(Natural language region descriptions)
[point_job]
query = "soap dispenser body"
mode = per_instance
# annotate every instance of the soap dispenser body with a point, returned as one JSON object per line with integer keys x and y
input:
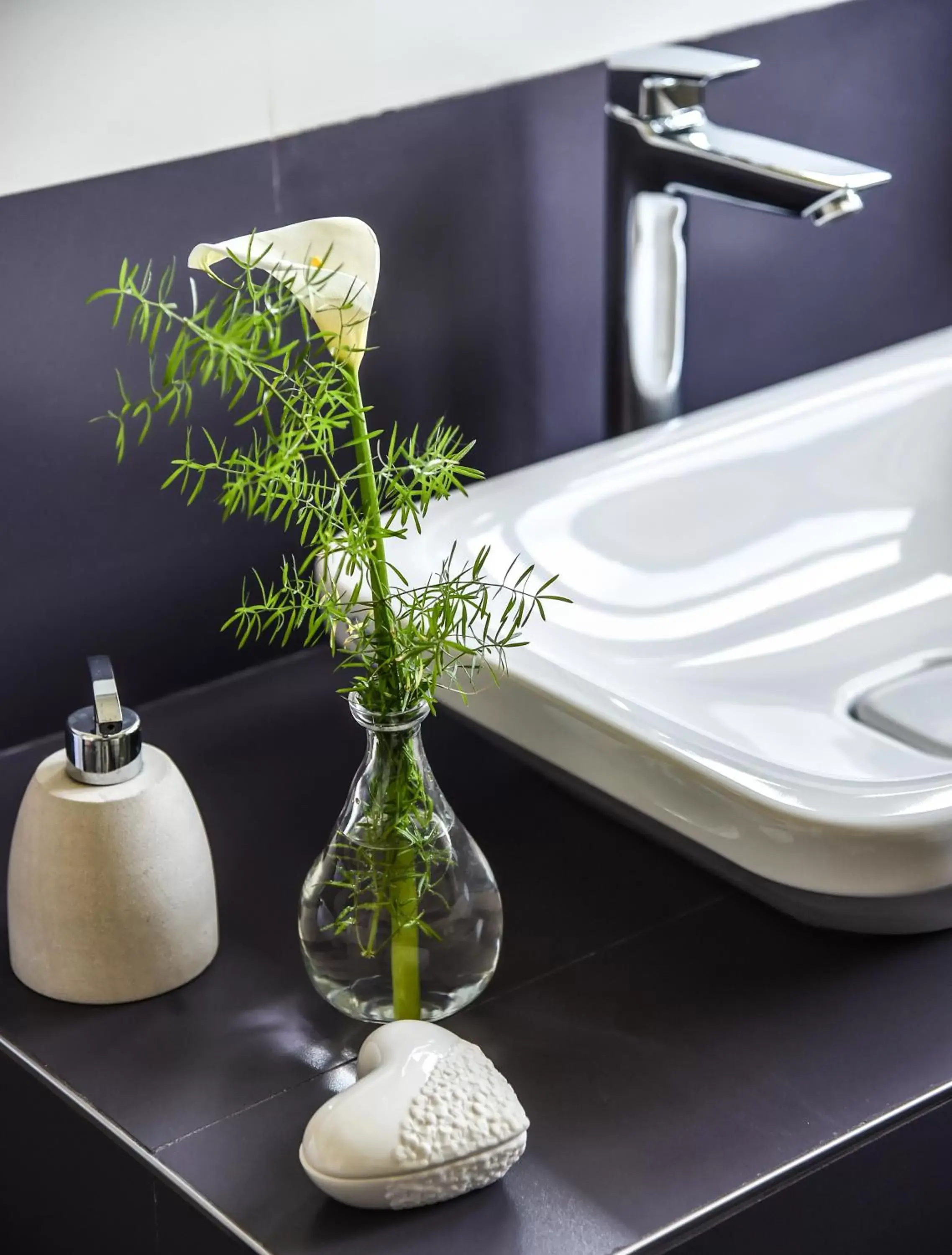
{"x": 111, "y": 889}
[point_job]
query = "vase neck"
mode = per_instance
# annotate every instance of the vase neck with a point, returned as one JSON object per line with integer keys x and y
{"x": 383, "y": 723}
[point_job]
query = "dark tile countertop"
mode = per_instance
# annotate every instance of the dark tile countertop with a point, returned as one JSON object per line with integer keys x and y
{"x": 679, "y": 1047}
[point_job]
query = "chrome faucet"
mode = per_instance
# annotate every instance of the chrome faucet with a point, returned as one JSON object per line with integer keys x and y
{"x": 661, "y": 149}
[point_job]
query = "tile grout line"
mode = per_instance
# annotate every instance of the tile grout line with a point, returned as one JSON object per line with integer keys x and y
{"x": 251, "y": 1106}
{"x": 130, "y": 1144}
{"x": 797, "y": 1168}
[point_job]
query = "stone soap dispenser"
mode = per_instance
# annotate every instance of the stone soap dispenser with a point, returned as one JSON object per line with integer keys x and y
{"x": 111, "y": 889}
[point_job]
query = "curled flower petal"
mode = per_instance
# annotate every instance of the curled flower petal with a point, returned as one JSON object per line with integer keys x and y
{"x": 332, "y": 265}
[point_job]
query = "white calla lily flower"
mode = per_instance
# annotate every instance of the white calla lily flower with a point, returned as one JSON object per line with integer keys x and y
{"x": 332, "y": 265}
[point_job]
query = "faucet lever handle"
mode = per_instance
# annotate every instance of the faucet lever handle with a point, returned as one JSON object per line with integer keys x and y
{"x": 675, "y": 77}
{"x": 680, "y": 62}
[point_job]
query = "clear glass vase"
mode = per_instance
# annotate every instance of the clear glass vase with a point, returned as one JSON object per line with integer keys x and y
{"x": 401, "y": 915}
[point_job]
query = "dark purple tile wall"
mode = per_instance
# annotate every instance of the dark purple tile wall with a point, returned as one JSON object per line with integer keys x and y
{"x": 489, "y": 213}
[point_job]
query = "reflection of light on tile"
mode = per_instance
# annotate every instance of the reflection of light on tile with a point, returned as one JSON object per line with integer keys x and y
{"x": 932, "y": 589}
{"x": 287, "y": 1032}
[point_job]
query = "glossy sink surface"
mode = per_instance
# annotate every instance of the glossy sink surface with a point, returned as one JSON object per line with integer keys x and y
{"x": 740, "y": 579}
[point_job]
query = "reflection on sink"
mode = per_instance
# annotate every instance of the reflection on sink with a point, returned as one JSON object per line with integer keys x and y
{"x": 739, "y": 580}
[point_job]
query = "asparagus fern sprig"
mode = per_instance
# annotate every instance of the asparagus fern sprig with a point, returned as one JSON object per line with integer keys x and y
{"x": 303, "y": 455}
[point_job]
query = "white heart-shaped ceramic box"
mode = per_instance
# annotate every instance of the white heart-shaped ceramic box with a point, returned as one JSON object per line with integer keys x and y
{"x": 428, "y": 1119}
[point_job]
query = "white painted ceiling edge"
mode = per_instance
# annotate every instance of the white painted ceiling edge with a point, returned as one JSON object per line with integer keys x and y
{"x": 103, "y": 86}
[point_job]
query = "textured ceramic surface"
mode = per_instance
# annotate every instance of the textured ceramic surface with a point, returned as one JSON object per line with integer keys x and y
{"x": 428, "y": 1119}
{"x": 111, "y": 889}
{"x": 739, "y": 580}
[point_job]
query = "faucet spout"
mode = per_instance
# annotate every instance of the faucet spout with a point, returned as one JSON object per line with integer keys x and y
{"x": 663, "y": 151}
{"x": 706, "y": 160}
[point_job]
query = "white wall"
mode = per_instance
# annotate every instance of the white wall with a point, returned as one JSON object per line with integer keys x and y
{"x": 91, "y": 87}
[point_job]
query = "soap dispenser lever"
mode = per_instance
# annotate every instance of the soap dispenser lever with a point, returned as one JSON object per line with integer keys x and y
{"x": 106, "y": 696}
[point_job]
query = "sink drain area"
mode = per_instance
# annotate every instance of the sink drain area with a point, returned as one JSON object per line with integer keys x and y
{"x": 915, "y": 709}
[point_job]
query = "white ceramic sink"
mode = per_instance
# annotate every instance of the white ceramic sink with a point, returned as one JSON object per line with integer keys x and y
{"x": 740, "y": 580}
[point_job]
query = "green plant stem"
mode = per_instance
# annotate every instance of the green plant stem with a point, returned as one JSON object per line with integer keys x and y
{"x": 371, "y": 501}
{"x": 404, "y": 944}
{"x": 404, "y": 912}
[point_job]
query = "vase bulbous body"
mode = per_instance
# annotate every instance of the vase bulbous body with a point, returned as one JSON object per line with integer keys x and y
{"x": 401, "y": 917}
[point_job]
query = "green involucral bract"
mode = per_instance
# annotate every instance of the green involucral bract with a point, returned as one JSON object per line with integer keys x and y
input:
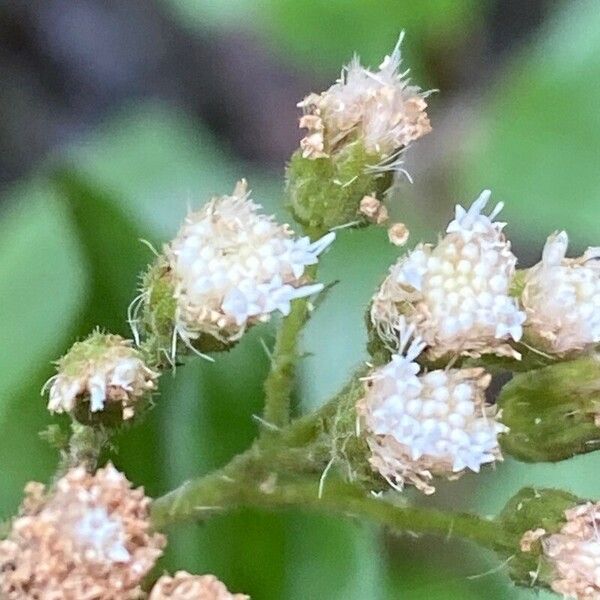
{"x": 528, "y": 510}
{"x": 552, "y": 412}
{"x": 323, "y": 193}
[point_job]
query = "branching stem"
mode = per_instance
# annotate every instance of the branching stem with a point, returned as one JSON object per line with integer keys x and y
{"x": 280, "y": 380}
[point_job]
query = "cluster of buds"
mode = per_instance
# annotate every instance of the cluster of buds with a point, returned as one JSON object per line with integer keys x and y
{"x": 561, "y": 298}
{"x": 102, "y": 374}
{"x": 418, "y": 425}
{"x": 572, "y": 554}
{"x": 356, "y": 132}
{"x": 456, "y": 293}
{"x": 90, "y": 537}
{"x": 184, "y": 586}
{"x": 228, "y": 268}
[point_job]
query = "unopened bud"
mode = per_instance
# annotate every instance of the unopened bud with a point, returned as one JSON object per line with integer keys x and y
{"x": 103, "y": 378}
{"x": 553, "y": 413}
{"x": 541, "y": 541}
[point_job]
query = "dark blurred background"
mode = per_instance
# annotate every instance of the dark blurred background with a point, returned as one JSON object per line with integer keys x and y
{"x": 117, "y": 116}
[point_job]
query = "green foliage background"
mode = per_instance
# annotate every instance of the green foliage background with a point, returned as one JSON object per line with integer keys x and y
{"x": 69, "y": 254}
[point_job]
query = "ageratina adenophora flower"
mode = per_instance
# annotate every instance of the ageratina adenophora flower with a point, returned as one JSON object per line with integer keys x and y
{"x": 184, "y": 586}
{"x": 573, "y": 553}
{"x": 377, "y": 108}
{"x": 89, "y": 537}
{"x": 357, "y": 132}
{"x": 456, "y": 293}
{"x": 232, "y": 267}
{"x": 418, "y": 425}
{"x": 562, "y": 298}
{"x": 99, "y": 373}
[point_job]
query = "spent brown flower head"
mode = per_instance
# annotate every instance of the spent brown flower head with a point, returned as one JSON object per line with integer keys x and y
{"x": 89, "y": 538}
{"x": 184, "y": 586}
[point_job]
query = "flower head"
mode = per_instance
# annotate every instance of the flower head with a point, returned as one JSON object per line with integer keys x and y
{"x": 184, "y": 586}
{"x": 573, "y": 553}
{"x": 562, "y": 297}
{"x": 378, "y": 108}
{"x": 422, "y": 424}
{"x": 456, "y": 293}
{"x": 101, "y": 371}
{"x": 88, "y": 538}
{"x": 233, "y": 267}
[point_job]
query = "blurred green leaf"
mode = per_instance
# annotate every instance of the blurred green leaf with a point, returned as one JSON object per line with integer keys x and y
{"x": 325, "y": 33}
{"x": 42, "y": 293}
{"x": 536, "y": 143}
{"x": 111, "y": 244}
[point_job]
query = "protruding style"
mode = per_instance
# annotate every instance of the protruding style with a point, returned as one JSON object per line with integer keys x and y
{"x": 418, "y": 425}
{"x": 456, "y": 293}
{"x": 562, "y": 299}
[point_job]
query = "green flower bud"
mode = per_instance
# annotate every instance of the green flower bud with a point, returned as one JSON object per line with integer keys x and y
{"x": 101, "y": 380}
{"x": 323, "y": 193}
{"x": 530, "y": 518}
{"x": 552, "y": 413}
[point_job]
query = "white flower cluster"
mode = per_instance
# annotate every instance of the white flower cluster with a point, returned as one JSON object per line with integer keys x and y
{"x": 101, "y": 369}
{"x": 562, "y": 297}
{"x": 379, "y": 108}
{"x": 574, "y": 553}
{"x": 457, "y": 292}
{"x": 434, "y": 423}
{"x": 233, "y": 266}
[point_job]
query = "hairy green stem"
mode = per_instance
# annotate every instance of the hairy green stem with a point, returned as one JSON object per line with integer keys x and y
{"x": 280, "y": 380}
{"x": 271, "y": 475}
{"x": 241, "y": 484}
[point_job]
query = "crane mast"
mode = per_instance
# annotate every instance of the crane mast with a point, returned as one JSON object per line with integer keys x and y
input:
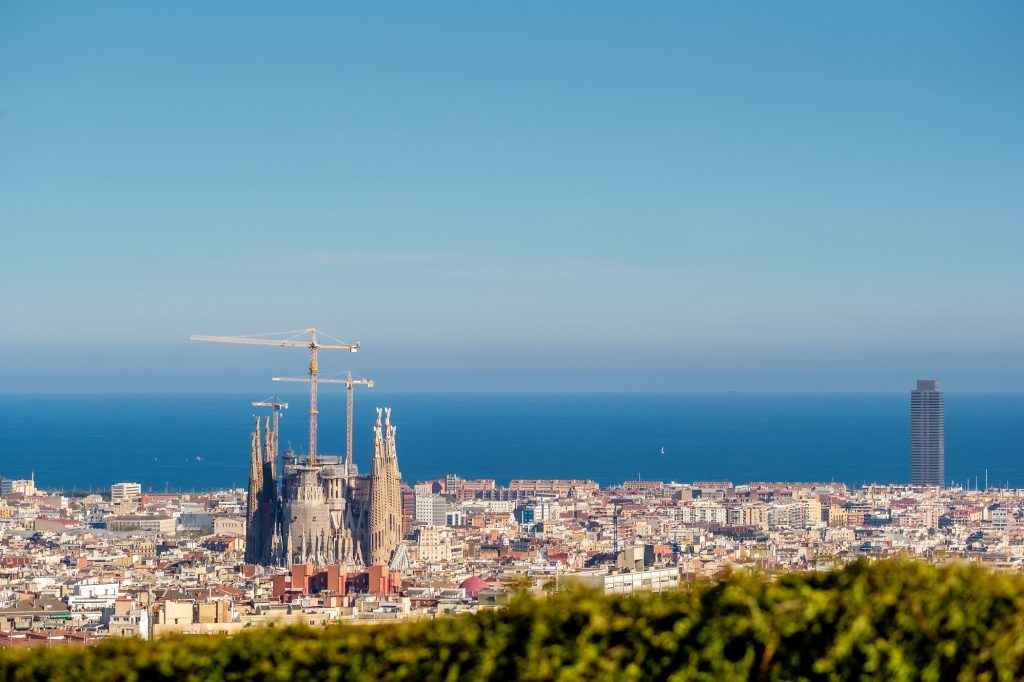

__Description of the task__:
Each line of the data above containing the string "involucral" is to be copied.

__Your solution__:
query = "green involucral bract"
# annotate every instance of the green involucral bract with a point, returned as one JSON object per line with integer keys x and y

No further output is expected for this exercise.